WHAT IS NEEDED:
Without the pictures, give the entries below again exactly as written.

DATA TO PROCESS:
_ _ _
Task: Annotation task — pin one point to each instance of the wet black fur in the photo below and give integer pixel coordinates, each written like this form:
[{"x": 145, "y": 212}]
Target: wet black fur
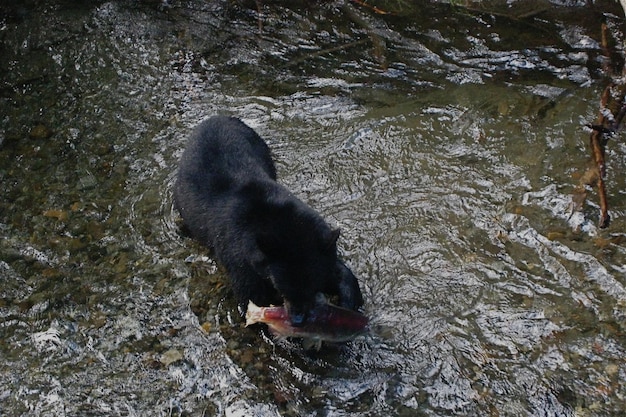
[{"x": 274, "y": 247}]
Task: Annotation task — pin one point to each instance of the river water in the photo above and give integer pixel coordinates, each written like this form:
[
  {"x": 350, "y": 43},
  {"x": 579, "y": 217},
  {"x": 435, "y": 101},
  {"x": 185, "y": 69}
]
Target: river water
[{"x": 444, "y": 141}]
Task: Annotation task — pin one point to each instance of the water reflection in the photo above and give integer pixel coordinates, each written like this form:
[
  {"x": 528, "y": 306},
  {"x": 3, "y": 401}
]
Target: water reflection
[{"x": 445, "y": 144}]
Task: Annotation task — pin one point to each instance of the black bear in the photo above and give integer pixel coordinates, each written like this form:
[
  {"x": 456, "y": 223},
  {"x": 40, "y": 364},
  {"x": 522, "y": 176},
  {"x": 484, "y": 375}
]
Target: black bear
[{"x": 274, "y": 247}]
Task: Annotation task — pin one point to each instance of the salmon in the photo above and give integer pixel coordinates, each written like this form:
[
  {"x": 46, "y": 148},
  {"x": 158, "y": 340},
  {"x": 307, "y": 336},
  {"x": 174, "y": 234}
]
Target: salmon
[{"x": 326, "y": 322}]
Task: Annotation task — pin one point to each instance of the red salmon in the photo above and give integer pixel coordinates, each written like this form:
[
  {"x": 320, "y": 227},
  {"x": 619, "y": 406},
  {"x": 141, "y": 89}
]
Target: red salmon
[{"x": 326, "y": 322}]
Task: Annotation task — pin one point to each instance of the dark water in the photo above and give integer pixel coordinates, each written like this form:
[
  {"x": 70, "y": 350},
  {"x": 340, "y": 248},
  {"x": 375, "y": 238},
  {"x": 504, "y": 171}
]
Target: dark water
[{"x": 445, "y": 142}]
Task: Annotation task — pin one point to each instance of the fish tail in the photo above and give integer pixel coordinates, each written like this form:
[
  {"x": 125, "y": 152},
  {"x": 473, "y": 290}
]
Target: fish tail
[{"x": 254, "y": 313}]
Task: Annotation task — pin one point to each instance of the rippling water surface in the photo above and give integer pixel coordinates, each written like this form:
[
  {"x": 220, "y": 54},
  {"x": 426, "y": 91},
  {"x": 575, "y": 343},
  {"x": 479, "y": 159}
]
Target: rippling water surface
[{"x": 445, "y": 142}]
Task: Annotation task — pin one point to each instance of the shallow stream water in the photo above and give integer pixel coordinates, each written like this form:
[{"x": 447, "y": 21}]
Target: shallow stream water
[{"x": 444, "y": 141}]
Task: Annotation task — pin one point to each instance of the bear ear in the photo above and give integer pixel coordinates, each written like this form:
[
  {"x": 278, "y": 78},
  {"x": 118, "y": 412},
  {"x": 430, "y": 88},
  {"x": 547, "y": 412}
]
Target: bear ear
[{"x": 331, "y": 239}]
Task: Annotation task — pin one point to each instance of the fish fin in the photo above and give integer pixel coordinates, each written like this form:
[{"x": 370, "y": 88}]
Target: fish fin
_ _ _
ANSWER SECTION:
Task: Annotation task — pin one point to each instance of the wet black fur in the photo below and give integer pixel coordinates, each written like this form:
[{"x": 145, "y": 212}]
Target: wet black fur
[{"x": 274, "y": 247}]
Task: Annotation task — pin one point to each instance of the river water in the photo above and give integer pixel coordinates, each written like this form:
[
  {"x": 350, "y": 43},
  {"x": 579, "y": 217},
  {"x": 435, "y": 101},
  {"x": 185, "y": 69}
]
Target: river water
[{"x": 444, "y": 141}]
Task: Annotation task — pin one point to each instance of the water reflection in the photo above and give integer pixel coordinates, each written like this form:
[
  {"x": 528, "y": 306},
  {"x": 3, "y": 401}
]
Target: water reflection
[{"x": 445, "y": 144}]
Task: Annotation task — pin one point to each instance of the black bear in the photo above and give integer pixel coordinates, each written like this form:
[
  {"x": 456, "y": 223},
  {"x": 40, "y": 364},
  {"x": 522, "y": 176},
  {"x": 484, "y": 375}
]
Target: black bear
[{"x": 274, "y": 247}]
Task: Annotation task — pin one point to each instance of the salmon in the photo above and give integer pixel coordinates, each written like this form:
[
  {"x": 46, "y": 148},
  {"x": 158, "y": 340},
  {"x": 307, "y": 336},
  {"x": 174, "y": 234}
]
Target: salmon
[{"x": 326, "y": 322}]
Task: Annotation task — pin one point to each instance of the red salmon in the photo above and give integer pixel coordinates, each written like this form:
[
  {"x": 320, "y": 227},
  {"x": 619, "y": 406},
  {"x": 141, "y": 89}
]
Target: red salmon
[{"x": 326, "y": 322}]
Task: Annotation task — pin one point to each instance of the dark water in the photo above and give integer pixel coordinates, each written like this form:
[
  {"x": 70, "y": 350},
  {"x": 340, "y": 248},
  {"x": 375, "y": 238},
  {"x": 504, "y": 171}
]
Target: dark water
[{"x": 445, "y": 142}]
Task: Annotation task — pin one point to each instance of the fish tail in the photo above and give integer pixel coordinates, each written like this form:
[
  {"x": 125, "y": 152},
  {"x": 473, "y": 290}
]
Target: fish tail
[{"x": 254, "y": 313}]
Task: Annotation task — pin one point to each instance of the rippling water surface in the photo above and give integer pixel coordinates, each written like this form:
[
  {"x": 220, "y": 54},
  {"x": 426, "y": 91},
  {"x": 575, "y": 343},
  {"x": 479, "y": 159}
]
Target: rippling water surface
[{"x": 445, "y": 142}]
Task: Annotation task — pin one point to each instance of the shallow stream water in the photo above and give integer pixel coordinates, each written like this form:
[{"x": 447, "y": 21}]
Target: shallow stream water
[{"x": 444, "y": 141}]
Task: Annotation task — pin one point to each instance of the bear ear in the photo above and give integer pixel coordinates, each written like this form:
[
  {"x": 278, "y": 78},
  {"x": 118, "y": 412},
  {"x": 430, "y": 88},
  {"x": 547, "y": 412}
]
Target: bear ear
[{"x": 331, "y": 239}]
Task: Annotation task — pin one point to each instance of the fish fin in the photo above and give integer pixel coordinates, each written like this form:
[{"x": 370, "y": 88}]
Target: fish fin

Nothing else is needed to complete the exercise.